This political siloing could contribute to a lack of understanding and the harboring of wrongheaded views about people on the other side of the political aisle, he said.

“If you go about your life and you see Democrats at work and you’re a Republican, you could think, ‘Maybe we disagree about politics, but I like this person, or I tolerate this person,’” Kagan said. “It becomes harder to hate them.”

For the project, Kagan relied upon the L2 data from a co-author’s institution. But through his initiative and enterprising efforts, Kagan was instrumental in bringing the resource to UC Berkeley. Starting in the summer of 2023, he reached out to scholars across departments to gauge their interest in — and potential uses for — the data. He also surveyed other top-ranking political science departments and found that they had acquired the dataset.

Church

With a solid case for purchasing the data in hand, Kagan reached out to the Library, which set the gears of acquisition in motion. The Library purchased L2’s historical voter data with the financial support of a faculty member in economics, through a connection with Jim Church, UC Berkeley’s librarian for economics, global studies, political economy, and international government information. Without this “generous collaboration,” the purchase of the dataset would not have been possible, Church said.

“Everyone was enthusiastic,” said Kagan, who is now a postdoctoral research fellow at Columbia Business School. “You felt like everything was kind of working the way it should.”

The Library signed the license for the data in late 2023, and is funding the ongoing acquisition of new voter data for the next three years.

The partnership is a shining example of the Library and members of the UC Berkeley community pooling their expertise and resources to support researchers across the university.

“It really helped that the university community that wanted and needed this dataset came together with the Library to make it happen,” Sackmann said.

▶ **Work to complete**
Decide whether each statement agrees with the passage on the voter dataset, answering yes or no and quoting the passage's deciding words: (a) The Library signed the license for the data in late 2023. (b) The Library paid for L2's historical voter data using only its own funds. (c) The Library is funding the acquisition of new voter data for the next five years. The records that come after this text are from a different source.

▶ **Dataset items**
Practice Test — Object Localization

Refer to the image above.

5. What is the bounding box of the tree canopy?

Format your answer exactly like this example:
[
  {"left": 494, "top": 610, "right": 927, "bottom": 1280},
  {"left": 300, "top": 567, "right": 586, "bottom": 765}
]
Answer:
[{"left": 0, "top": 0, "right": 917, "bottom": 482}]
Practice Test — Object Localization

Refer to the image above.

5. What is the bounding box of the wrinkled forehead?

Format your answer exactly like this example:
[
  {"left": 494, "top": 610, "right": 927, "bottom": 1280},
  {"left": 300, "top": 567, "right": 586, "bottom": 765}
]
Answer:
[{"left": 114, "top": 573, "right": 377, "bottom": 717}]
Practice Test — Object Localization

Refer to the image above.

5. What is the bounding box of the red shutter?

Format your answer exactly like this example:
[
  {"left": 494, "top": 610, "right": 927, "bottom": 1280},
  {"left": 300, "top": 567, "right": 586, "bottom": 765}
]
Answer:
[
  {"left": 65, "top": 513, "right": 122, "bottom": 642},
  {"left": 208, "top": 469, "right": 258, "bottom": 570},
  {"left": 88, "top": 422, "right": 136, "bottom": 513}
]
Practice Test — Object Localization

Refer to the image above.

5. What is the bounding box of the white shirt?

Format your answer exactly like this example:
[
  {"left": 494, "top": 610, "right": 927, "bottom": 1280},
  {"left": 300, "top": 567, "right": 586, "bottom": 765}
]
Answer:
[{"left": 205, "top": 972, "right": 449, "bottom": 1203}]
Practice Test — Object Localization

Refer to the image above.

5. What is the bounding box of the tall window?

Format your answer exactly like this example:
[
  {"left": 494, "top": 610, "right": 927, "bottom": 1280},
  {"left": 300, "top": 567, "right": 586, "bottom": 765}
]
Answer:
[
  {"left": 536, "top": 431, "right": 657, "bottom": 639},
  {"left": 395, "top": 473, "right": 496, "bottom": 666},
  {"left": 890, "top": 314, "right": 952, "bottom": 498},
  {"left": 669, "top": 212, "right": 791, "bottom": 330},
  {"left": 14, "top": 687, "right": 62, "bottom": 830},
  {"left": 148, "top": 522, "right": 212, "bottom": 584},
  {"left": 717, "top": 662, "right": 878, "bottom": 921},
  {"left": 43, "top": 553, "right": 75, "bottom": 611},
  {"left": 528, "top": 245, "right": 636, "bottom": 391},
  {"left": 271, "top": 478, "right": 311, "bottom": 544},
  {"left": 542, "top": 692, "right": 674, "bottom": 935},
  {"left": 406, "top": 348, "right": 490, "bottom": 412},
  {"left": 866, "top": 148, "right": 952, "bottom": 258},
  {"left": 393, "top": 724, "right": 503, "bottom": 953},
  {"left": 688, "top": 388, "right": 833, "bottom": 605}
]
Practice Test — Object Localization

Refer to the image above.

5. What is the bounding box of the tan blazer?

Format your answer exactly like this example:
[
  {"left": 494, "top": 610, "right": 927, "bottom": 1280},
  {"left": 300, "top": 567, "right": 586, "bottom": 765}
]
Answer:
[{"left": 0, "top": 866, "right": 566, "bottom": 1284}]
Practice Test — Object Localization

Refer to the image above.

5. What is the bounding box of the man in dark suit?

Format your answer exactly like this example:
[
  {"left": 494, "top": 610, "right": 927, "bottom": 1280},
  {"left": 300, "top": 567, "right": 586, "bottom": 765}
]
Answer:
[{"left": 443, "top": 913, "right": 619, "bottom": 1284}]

▶ **Response area**
(a) Yes: "The Library signed the license for the data in late 2023"
(b) No: "with the financial support of a faculty member in economics"
(c) No: "for the next three years"